-- RECORDS FOR THIS EXERCISE start --
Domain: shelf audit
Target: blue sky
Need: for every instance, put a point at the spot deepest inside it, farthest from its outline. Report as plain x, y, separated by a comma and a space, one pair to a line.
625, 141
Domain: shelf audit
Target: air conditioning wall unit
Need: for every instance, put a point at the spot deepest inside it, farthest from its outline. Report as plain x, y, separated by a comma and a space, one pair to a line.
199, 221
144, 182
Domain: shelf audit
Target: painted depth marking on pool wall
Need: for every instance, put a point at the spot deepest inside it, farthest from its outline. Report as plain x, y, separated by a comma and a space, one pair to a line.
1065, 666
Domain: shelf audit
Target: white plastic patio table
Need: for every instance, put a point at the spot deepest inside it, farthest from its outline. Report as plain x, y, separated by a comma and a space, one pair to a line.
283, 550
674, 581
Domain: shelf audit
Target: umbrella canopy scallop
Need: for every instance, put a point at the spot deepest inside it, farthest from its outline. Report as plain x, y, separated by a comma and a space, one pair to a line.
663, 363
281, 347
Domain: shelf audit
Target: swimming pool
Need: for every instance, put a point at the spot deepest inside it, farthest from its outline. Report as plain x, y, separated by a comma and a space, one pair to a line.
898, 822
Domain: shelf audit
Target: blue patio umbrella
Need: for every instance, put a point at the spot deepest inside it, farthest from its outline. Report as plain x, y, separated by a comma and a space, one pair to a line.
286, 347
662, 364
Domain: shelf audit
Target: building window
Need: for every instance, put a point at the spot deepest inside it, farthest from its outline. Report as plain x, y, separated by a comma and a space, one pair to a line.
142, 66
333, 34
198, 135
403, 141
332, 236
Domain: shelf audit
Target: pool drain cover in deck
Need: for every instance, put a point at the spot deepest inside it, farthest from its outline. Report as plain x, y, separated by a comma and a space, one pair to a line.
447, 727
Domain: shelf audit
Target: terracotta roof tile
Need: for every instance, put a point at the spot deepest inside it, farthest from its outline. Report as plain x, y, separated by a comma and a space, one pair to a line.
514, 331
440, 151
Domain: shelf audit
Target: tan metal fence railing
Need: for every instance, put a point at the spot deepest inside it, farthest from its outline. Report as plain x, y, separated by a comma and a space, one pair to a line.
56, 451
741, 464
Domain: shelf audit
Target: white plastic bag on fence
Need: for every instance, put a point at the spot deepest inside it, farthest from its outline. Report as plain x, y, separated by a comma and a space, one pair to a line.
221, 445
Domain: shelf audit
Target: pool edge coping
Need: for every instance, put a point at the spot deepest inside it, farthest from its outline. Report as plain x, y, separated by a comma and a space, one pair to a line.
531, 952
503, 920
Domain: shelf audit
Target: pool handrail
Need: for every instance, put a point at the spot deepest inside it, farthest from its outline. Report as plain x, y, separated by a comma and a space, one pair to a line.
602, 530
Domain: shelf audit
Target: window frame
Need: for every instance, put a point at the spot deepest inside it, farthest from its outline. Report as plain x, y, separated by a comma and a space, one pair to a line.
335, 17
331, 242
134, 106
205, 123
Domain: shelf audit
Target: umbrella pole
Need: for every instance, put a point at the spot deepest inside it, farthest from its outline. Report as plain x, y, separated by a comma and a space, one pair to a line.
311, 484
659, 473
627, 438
-- RECORDS FOR THIS EXERCISE end --
### EXERCISE INSTRUCTIONS
Make an exact copy of the listing, including every line.

### RESPONSE TO THE TASK
Domain: shelf audit
Target: blue sky
Need: for every instance, put a point at the spot deepest inside it, farthest from its outline. Report as plain x, y, separated by a comma and a space, one pair to a line.
625, 141
Domain: shelf audit
Target: air conditioning wall unit
Need: for every instance, put a point at the spot deepest inside it, farthest from its outline. Report as plain x, y, separated by a comma and a space, one pair to a line.
199, 221
144, 182
Domain: shelf audit
Target: painted depth marking on pool wall
Need: for every instance, put a point at the spot deepest inside it, farthest from its outline. Report as plain x, y, separated by a comma and a space, one pair to a line.
1065, 666
Domain: shelf audit
Target: white plastic patio table
Need: for every instance, put a point at the spot deepest inside it, farthest from its outline. Report as plain x, y, separated by a comma and a space, one pair to a line.
283, 550
674, 581
Domain: shelf audit
Target: umbrella canopy scallop
Need: for every instance, put a point at the spot deepest inside it, farthest from its outline. Report as plain x, y, separated by a comma and a space, one pair to a line.
663, 363
281, 347
Domain: shelf audit
Target: swimming pool
Need: for every instance, put a point at the spot deepest inside it, farthest from its outline. Report as plain x, y, separated by a comma and a space, one pair to a line.
898, 822
Domain: shelf audit
Target: blue patio umbrella
Need: for every instance, put a point at the spot deepest inside it, farthest from its outline. Report as plain x, y, separated by a comma and a space, one pair to a line.
286, 347
662, 364
Domain: shelf audit
Target: building window
Need: for every instance, put a point at the spot deepest inside it, farthest from its outline. Report as plain x, y, separated by a comma and a space, one pair to a line.
142, 66
333, 34
198, 135
403, 141
332, 236
Domain: shelf audit
Target: pool drain cover in deck
Need: for every instance, put a point at the spot deepest inside it, farthest from its outline. Report as plain x, y, separated by a comma and a space, one pair to a line.
447, 727
Domain: shelf audit
Target: terracotta roof tile
Need: for every instance, put a point at the spot deepest inside it, farthest from its outline. Report as plain x, y, separated by a comma and a space, one pair to a line.
514, 331
440, 151
Domain: shelf audit
Target: tan metal fence railing
Need: for every instance, put a point at the spot deepest inside it, farthest from its outline. Report as plain x, y, separated by a comma and a space, one pair to a line.
56, 451
741, 464
Domain: shelf audit
Target: white plastic bag on fence
Need: for every instance, put a point at the spot deepest inside it, farthest from its outline. Report as plain x, y, separated by a comma and a space, one pair to a line.
221, 445
Domain: shelf audit
Target: pool edge coping
Need: for every instance, put a point at the spot deepest inside it, farthest from its outline. Report as plain x, y, separated by a comma and a space, one pair to a line.
531, 952
503, 920
Domain: shelf audit
Target: pool handrail
Need: for every instance, put a point at the spot deepest inside it, farthest from its outline. Report as plain x, y, separated by a comma and a space, one pair to a line.
602, 530
Domain: shelf audit
Target: window frame
Need: for every instance, put a point at the spot deepest inside it, farthest from its outline. Report as plain x, y, separated by a comma and a space, one pair to a line.
335, 17
331, 242
134, 106
205, 123
Domain: shelf audit
Target: umbrella pole
Need: for every instance, put a point at the spot deepest inside it, farthest from its outline. Report as plain x, y, separated by a comma and a space, one pair to a line.
311, 484
659, 473
627, 438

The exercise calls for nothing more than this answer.